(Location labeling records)
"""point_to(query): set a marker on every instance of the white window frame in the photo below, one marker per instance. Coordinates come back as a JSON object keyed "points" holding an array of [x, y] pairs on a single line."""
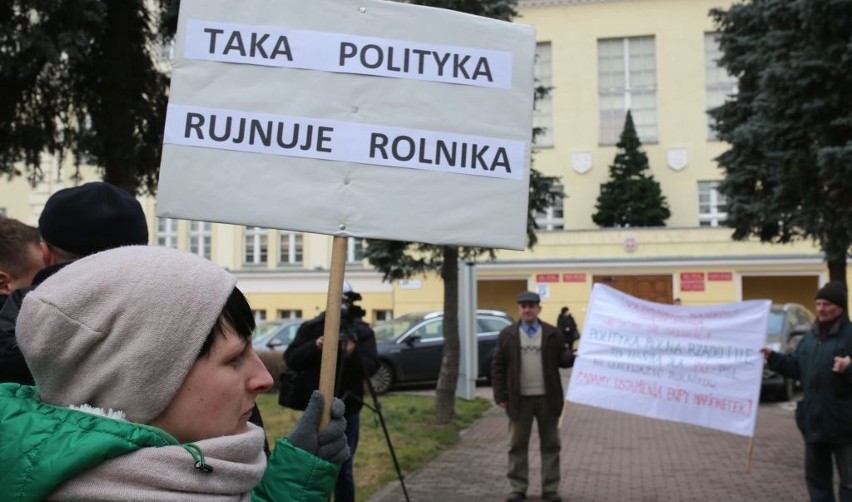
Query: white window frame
{"points": [[256, 246], [543, 114], [624, 84], [200, 238], [380, 315], [711, 205], [291, 247], [719, 84], [289, 313], [553, 217], [167, 232]]}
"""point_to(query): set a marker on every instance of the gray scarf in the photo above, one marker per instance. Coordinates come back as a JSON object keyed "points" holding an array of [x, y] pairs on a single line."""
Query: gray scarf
{"points": [[168, 473]]}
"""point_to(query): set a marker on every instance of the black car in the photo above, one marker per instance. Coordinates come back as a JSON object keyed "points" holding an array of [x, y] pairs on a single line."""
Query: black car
{"points": [[788, 323], [411, 346]]}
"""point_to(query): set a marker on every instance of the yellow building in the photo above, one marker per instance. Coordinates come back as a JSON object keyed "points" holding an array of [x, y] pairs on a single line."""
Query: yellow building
{"points": [[601, 57]]}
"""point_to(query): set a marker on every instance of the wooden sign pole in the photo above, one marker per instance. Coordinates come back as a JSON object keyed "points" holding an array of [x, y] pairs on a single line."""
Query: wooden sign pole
{"points": [[331, 335]]}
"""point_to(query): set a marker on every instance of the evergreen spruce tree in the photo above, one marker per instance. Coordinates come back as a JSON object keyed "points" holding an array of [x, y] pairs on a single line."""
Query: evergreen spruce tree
{"points": [[631, 197], [788, 167]]}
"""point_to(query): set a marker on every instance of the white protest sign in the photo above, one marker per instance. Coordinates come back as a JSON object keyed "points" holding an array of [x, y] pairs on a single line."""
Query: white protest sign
{"points": [[697, 365], [368, 119]]}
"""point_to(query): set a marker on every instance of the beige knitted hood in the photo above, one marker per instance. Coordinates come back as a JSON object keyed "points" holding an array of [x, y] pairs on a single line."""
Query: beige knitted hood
{"points": [[121, 329]]}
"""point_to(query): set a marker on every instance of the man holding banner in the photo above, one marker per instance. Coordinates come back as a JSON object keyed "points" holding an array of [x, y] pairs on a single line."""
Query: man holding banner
{"points": [[824, 415], [526, 382]]}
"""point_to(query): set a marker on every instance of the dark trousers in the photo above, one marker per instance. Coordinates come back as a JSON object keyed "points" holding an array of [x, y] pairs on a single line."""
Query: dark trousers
{"points": [[344, 488], [819, 471]]}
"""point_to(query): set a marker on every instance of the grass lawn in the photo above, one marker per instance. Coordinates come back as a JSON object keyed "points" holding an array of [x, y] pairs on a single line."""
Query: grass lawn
{"points": [[410, 423]]}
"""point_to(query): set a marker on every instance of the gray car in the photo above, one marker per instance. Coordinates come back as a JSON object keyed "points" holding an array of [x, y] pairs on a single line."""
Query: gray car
{"points": [[411, 347], [788, 323]]}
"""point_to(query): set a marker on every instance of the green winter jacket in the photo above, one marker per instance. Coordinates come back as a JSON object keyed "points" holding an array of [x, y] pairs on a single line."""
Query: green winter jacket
{"points": [[825, 412], [42, 446]]}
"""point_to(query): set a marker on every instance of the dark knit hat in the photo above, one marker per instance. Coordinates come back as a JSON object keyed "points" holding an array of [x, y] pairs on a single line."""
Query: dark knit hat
{"points": [[528, 297], [93, 217], [835, 292]]}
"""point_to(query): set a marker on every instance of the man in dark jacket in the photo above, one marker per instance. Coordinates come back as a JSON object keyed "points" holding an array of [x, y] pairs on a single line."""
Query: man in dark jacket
{"points": [[526, 382], [824, 415], [357, 361], [74, 223], [568, 326]]}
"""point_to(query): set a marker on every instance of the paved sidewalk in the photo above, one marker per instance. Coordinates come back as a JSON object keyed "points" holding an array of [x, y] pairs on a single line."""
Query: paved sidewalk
{"points": [[611, 456]]}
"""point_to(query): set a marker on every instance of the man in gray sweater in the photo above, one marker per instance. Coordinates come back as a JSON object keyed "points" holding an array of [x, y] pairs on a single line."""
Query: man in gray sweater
{"points": [[526, 382]]}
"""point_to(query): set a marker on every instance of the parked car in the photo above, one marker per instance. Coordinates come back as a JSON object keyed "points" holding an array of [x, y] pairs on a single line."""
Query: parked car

● SET PROBLEM:
Reproduce every line above as written, skipping pictures.

● RESPONSE TO THIS TASK:
"""point_to(query): set a marker on every instance of the white window frame in the photo below, one marker per instance. Coordinates come back as a JSON object keyed "points" holding an array of [x, y] pairs on a single line."""
Query: white window frame
{"points": [[256, 246], [543, 114], [624, 84], [200, 238], [380, 315], [711, 205], [291, 247], [719, 84], [289, 313], [553, 217], [167, 232]]}
"""point_to(query): set a marker on every instance of the gray scarf in the photo above, one marker per instance. Coordinates come back as a JSON object keyed "points" holding an array of [x, y] pairs on a single line."""
Query: gray scarf
{"points": [[168, 473]]}
"""point_to(query): set a marker on every instance of the black car in the photo above, one marker per instance. Coordinates come back as a JSON object keyed "points" holding an array of [x, y] pairs on a single line."""
Query: black car
{"points": [[788, 323], [411, 346]]}
"""point_to(query): set a marker on every instance of the yellow building in the photo above, one marker per instance. Coordinates come back as a JSON object keyed "points" holding an array of [x, y] pairs on a single line."""
Query: yellow building
{"points": [[601, 57]]}
"""point_to(query): set a marker on every instance of the wooden sign pole in the photo above, one marker per instance. Coordinates come back as a JSON object keyed "points" holding an array of [x, y] pairs on a single line."""
Query: wooden sign pole
{"points": [[331, 335]]}
"""point_to(query): set a marker on every instance of the evergreen spruce tree in the photo above, one marker per instance. Coordinates come back as a JSON object keyed "points" holding an array of [x, y] pairs on a single line."""
Query: evergreen spruce tree
{"points": [[631, 197], [788, 167]]}
"""point_to(query): set a marker on every instance of the white protest sign in the photo above, one marker per instance. Coordinates come back as a JSON object keyed "points" holding an array of [x, y] pairs on a single line."""
Query: white protest sign
{"points": [[697, 365], [368, 119]]}
"""point_to(query): set a marker on every instance of the beige knitted hood in the photo above, one marker per instance. Coordinates come back as a JSON object keyed "points" holding an array of [x, y] pairs on a single line."""
Query: beige knitted hood
{"points": [[121, 329]]}
"""point_to(query): set a marker on every instance of the man holding banner in the photo above, one marker per instance. Coordinates come back as a JSON object keyed "points" holding an array of [x, y] pairs on a single line."""
Query: man holding banner
{"points": [[824, 415], [526, 382]]}
"""point_to(query): set a marker on every instance of the dark trousers in the photo above, one marker per instance. Coordinates come back as a JSON object keyed "points" holding an array of [x, y] pairs on a single line."""
Query: dark trousers
{"points": [[344, 488], [819, 471]]}
"""point_to(query): set a marker on every instance of the grass lawn in the photo above, one marker per instance. Coordinates come back as a JSON object keyed "points" holding an array of [x, y] pairs on a single line."""
Query: grass lawn
{"points": [[410, 423]]}
"""point_to(query): set a marker on every instance of the gray car in the photo above, one marker per instance. Coordinates come back as a JSON object keyed "points" holding an array of [x, y] pairs on a single line."""
Query: gray car
{"points": [[411, 347], [788, 323]]}
"""point_to(query): set a marker on every instance of the green winter jacket in the photo above, one marker per instance. Coordinates come back as a JSON object keyed "points" holding an array of [x, y] pairs on a single line."""
Query: green winter jacket
{"points": [[825, 412], [42, 446]]}
"""point_to(query): set a marker on every instance of the dark knit hat in the photo above, one marker per instance. Coordinates come back as a JSON object keyed "points" holding an array of [x, y] pairs on a single line."""
Query: dark knit hat
{"points": [[528, 297], [93, 217], [835, 292]]}
"""point_to(query): set a marker on every instance of the man in dark jacket in the photo above, one marker per instance. Coordinates come back as a JSON object keyed "points" holding an array of [x, y] pairs on a single line."""
Query: man in dark jacket
{"points": [[526, 382], [824, 415], [357, 361], [74, 223], [568, 326]]}
"""point_to(query): set a marker on every instance of the paved sidewalk in the photo above, one marker per instance. Coordinates come back as a JSON object keyed "points" holding an array of [x, y] pairs on a single line."""
Query: paved sidewalk
{"points": [[611, 456]]}
"""point_to(query): set a marker on every instance of the man in gray sweater in the photo above, one marker per instance. Coordinates come back as a JSON object keyed "points" holding an array of [x, y] pairs on a single line."""
Query: man in gray sweater
{"points": [[526, 382]]}
"""point_to(query): set a marker on every instance of the parked car in the photo above, one marker per instance. Coordinates come back as a JSON object keyed "points" holding an array of [x, y] pairs on a single line."""
Query: parked car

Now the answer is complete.